*Problem to work on*: Report each line of the data that contains the string "trunks".

*Data supplied*:

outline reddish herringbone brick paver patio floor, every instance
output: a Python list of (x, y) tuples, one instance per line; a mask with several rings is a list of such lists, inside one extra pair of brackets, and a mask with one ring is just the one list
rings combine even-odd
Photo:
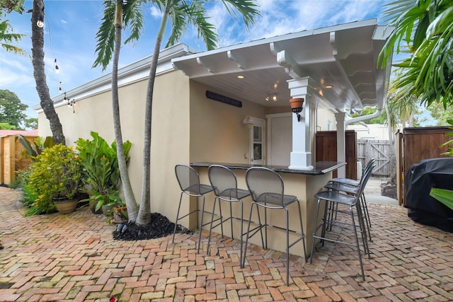
[(453, 301), (453, 234), (402, 207), (369, 204), (365, 282), (353, 248), (326, 245), (313, 264), (292, 257), (286, 286), (281, 252), (251, 245), (241, 269), (239, 240), (216, 235), (210, 255), (196, 233), (115, 241), (89, 210), (24, 218), (18, 197), (0, 187), (0, 301)]

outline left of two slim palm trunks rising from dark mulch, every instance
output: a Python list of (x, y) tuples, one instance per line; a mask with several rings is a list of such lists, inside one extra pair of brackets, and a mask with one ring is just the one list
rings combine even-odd
[(135, 202), (134, 192), (130, 183), (129, 173), (125, 158), (125, 151), (122, 145), (121, 120), (120, 120), (120, 100), (118, 95), (118, 62), (120, 60), (122, 36), (122, 0), (117, 1), (115, 11), (115, 50), (112, 62), (112, 109), (113, 109), (113, 129), (115, 131), (116, 150), (118, 158), (118, 168), (120, 169), (122, 191), (125, 194), (127, 216), (129, 221), (135, 221), (138, 214), (137, 202)]

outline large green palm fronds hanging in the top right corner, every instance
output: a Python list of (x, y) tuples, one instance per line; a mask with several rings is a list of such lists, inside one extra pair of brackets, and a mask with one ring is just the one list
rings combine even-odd
[(386, 4), (384, 20), (395, 30), (379, 59), (382, 64), (393, 52), (410, 57), (396, 64), (405, 72), (395, 85), (427, 107), (434, 101), (453, 104), (453, 1), (396, 0)]

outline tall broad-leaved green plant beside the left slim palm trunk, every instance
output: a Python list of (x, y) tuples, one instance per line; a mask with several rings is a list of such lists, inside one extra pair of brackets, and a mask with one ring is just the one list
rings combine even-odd
[[(83, 166), (84, 182), (89, 197), (91, 211), (101, 213), (103, 205), (114, 206), (120, 202), (118, 185), (120, 169), (118, 168), (115, 141), (109, 146), (97, 132), (91, 132), (93, 139), (79, 139), (76, 149)], [(124, 144), (126, 161), (129, 160), (130, 141)]]

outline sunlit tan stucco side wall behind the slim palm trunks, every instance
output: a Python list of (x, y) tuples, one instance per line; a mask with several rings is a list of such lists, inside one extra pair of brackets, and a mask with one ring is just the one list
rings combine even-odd
[[(162, 74), (156, 79), (153, 104), (151, 149), (151, 211), (158, 211), (172, 221), (179, 201), (176, 163), (189, 163), (189, 79), (180, 71)], [(130, 179), (139, 202), (142, 191), (142, 153), (144, 133), (144, 96), (147, 81), (120, 87), (122, 137), (132, 142)], [(63, 124), (67, 144), (79, 137), (90, 138), (91, 130), (108, 143), (114, 139), (111, 93), (105, 92), (77, 100), (75, 113), (67, 105), (56, 108)], [(49, 123), (39, 115), (40, 136), (51, 136)], [(183, 211), (184, 209), (182, 209)]]

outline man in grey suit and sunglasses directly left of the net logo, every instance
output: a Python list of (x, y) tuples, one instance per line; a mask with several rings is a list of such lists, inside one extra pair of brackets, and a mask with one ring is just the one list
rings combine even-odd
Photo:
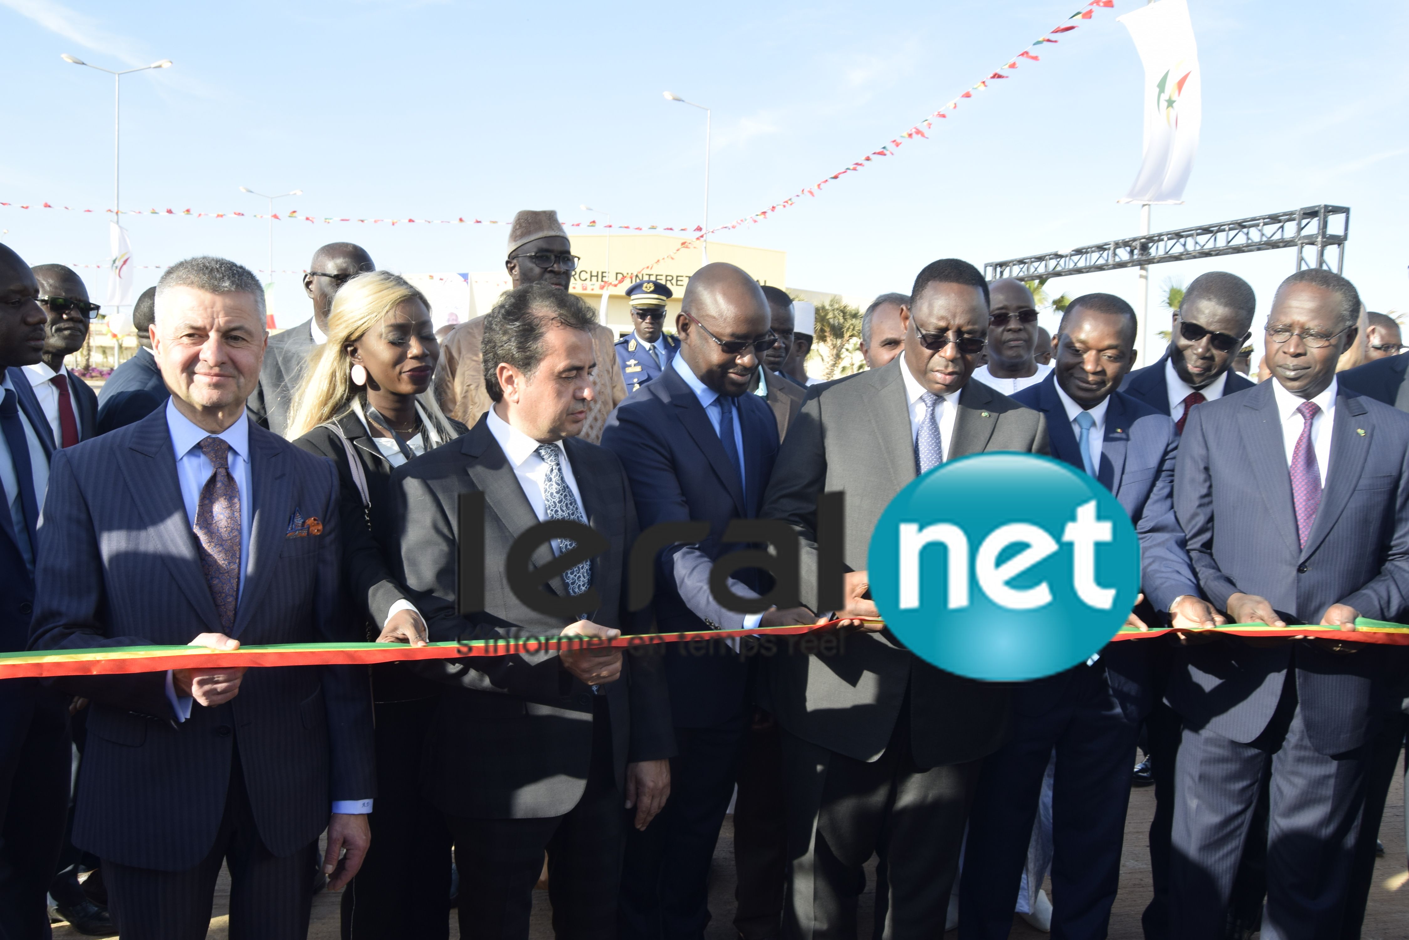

*Answer box*:
outline left of two slim palm trunks rising from dark mulch, every instance
outline sunlit tan stucco side wall behind the slim palm trunks, every instance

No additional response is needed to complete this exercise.